Directions for this task: Gather every line in the records below that contains the word "painted", and copy each one unchanged.
┄┄┄┄┄┄
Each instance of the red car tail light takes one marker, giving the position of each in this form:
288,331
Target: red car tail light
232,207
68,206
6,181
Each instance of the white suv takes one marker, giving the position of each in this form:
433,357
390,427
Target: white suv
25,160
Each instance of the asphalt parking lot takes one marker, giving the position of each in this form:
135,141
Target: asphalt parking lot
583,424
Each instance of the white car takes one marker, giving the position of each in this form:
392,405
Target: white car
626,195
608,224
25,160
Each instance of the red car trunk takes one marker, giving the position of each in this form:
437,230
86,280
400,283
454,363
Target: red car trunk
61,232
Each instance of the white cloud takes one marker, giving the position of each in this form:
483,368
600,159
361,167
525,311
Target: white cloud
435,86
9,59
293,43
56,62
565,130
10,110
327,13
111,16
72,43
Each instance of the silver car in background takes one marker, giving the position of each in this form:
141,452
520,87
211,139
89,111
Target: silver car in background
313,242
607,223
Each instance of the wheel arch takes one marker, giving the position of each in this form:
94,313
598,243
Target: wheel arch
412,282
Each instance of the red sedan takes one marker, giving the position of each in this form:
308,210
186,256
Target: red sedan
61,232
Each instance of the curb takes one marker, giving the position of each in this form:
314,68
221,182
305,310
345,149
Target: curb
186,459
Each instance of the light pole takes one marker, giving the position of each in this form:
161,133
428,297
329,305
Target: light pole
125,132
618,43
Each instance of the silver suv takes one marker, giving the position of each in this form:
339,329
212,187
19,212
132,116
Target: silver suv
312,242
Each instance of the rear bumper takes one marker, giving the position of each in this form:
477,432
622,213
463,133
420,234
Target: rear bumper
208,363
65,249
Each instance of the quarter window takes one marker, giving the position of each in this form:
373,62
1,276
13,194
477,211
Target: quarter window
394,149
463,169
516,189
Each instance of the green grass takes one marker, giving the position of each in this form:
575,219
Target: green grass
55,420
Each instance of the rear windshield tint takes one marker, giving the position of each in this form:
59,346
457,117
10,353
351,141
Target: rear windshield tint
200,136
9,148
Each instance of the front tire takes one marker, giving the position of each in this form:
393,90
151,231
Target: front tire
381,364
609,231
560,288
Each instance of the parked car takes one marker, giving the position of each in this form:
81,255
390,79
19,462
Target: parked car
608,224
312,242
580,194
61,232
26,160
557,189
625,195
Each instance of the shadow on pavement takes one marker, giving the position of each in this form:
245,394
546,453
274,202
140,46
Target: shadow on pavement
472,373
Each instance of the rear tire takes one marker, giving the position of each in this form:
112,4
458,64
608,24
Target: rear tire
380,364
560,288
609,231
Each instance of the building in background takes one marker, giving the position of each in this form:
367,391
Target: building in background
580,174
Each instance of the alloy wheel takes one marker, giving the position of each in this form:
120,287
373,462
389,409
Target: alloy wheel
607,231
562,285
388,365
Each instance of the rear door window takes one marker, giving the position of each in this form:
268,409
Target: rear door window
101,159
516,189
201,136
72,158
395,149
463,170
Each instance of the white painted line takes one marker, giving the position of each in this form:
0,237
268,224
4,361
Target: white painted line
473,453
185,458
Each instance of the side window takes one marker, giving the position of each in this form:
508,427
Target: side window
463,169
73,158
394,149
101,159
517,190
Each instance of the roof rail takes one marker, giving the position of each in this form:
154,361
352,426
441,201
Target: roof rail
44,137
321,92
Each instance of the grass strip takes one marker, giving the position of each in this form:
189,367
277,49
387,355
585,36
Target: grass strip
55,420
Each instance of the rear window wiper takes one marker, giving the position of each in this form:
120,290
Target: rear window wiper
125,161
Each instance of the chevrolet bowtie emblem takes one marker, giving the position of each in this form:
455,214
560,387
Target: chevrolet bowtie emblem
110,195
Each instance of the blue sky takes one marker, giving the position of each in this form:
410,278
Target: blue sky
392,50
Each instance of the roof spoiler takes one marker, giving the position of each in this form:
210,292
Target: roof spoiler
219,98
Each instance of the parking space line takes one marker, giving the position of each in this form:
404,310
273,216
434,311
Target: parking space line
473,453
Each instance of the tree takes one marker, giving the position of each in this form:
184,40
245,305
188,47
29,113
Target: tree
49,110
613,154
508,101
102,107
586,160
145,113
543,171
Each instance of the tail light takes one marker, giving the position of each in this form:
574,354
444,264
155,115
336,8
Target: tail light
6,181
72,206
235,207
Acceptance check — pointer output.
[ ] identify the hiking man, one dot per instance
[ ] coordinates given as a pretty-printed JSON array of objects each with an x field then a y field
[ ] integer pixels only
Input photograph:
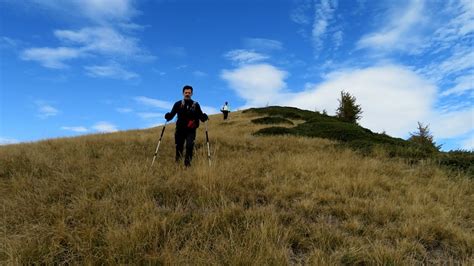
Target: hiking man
[
  {"x": 189, "y": 113},
  {"x": 225, "y": 110}
]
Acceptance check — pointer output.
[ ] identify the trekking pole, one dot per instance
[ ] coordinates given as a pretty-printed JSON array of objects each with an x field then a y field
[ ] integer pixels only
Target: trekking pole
[
  {"x": 208, "y": 149},
  {"x": 158, "y": 146}
]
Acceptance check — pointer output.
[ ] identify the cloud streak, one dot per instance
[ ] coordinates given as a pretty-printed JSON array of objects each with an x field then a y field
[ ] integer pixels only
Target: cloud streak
[
  {"x": 242, "y": 56},
  {"x": 105, "y": 127},
  {"x": 153, "y": 102},
  {"x": 112, "y": 70},
  {"x": 399, "y": 33}
]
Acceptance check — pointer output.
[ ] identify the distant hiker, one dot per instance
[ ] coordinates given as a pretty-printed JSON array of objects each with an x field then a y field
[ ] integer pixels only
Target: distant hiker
[
  {"x": 189, "y": 113},
  {"x": 225, "y": 110}
]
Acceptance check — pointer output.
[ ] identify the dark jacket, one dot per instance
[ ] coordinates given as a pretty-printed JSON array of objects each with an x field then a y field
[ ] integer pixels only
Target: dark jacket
[{"x": 189, "y": 113}]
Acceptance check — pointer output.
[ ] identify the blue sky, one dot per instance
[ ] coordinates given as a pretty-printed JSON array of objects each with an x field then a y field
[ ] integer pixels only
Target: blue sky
[{"x": 86, "y": 66}]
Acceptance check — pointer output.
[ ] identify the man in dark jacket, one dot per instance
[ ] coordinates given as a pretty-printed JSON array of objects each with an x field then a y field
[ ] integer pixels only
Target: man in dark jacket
[{"x": 189, "y": 113}]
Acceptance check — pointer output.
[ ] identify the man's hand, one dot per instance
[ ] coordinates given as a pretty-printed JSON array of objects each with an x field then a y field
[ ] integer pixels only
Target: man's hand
[{"x": 168, "y": 117}]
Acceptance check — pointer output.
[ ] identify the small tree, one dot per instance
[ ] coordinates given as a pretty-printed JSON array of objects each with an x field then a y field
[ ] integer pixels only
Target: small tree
[
  {"x": 348, "y": 110},
  {"x": 424, "y": 138}
]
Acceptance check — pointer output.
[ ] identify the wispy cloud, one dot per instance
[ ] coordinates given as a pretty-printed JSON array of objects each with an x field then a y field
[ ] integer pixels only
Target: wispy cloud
[
  {"x": 7, "y": 141},
  {"x": 261, "y": 44},
  {"x": 124, "y": 110},
  {"x": 463, "y": 83},
  {"x": 104, "y": 127},
  {"x": 112, "y": 70},
  {"x": 324, "y": 12},
  {"x": 400, "y": 32},
  {"x": 153, "y": 102},
  {"x": 199, "y": 74},
  {"x": 51, "y": 57},
  {"x": 46, "y": 110},
  {"x": 241, "y": 56},
  {"x": 101, "y": 40},
  {"x": 450, "y": 124},
  {"x": 98, "y": 11},
  {"x": 109, "y": 37},
  {"x": 257, "y": 84},
  {"x": 468, "y": 144},
  {"x": 300, "y": 15},
  {"x": 150, "y": 115},
  {"x": 78, "y": 129},
  {"x": 338, "y": 38}
]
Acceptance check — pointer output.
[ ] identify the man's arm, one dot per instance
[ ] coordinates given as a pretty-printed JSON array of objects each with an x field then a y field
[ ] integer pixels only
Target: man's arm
[
  {"x": 169, "y": 116},
  {"x": 202, "y": 116}
]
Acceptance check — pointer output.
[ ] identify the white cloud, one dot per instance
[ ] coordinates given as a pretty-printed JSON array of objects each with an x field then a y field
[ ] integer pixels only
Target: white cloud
[
  {"x": 102, "y": 40},
  {"x": 299, "y": 14},
  {"x": 401, "y": 33},
  {"x": 323, "y": 15},
  {"x": 463, "y": 84},
  {"x": 46, "y": 110},
  {"x": 99, "y": 11},
  {"x": 262, "y": 44},
  {"x": 7, "y": 141},
  {"x": 112, "y": 70},
  {"x": 209, "y": 110},
  {"x": 199, "y": 74},
  {"x": 153, "y": 102},
  {"x": 104, "y": 127},
  {"x": 468, "y": 144},
  {"x": 79, "y": 129},
  {"x": 109, "y": 38},
  {"x": 124, "y": 110},
  {"x": 241, "y": 56},
  {"x": 392, "y": 98},
  {"x": 51, "y": 57},
  {"x": 150, "y": 115},
  {"x": 338, "y": 38},
  {"x": 257, "y": 84},
  {"x": 451, "y": 124}
]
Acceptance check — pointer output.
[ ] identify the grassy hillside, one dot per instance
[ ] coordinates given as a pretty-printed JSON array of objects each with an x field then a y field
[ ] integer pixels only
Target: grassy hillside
[
  {"x": 285, "y": 199},
  {"x": 362, "y": 140}
]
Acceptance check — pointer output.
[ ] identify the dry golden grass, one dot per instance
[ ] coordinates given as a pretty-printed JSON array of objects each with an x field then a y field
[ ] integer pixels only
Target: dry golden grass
[{"x": 264, "y": 200}]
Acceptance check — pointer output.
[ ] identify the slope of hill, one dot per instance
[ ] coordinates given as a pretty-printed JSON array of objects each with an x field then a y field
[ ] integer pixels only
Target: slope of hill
[{"x": 264, "y": 200}]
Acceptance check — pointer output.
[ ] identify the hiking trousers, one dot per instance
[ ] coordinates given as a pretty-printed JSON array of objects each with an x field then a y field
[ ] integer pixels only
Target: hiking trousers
[{"x": 182, "y": 136}]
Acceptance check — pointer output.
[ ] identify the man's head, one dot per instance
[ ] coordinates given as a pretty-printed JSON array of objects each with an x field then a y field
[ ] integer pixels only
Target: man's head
[{"x": 187, "y": 92}]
┄┄┄┄┄┄
Response:
Each instance of the white painted line takes one marker, giving the position of each in this form:
Target: white painted line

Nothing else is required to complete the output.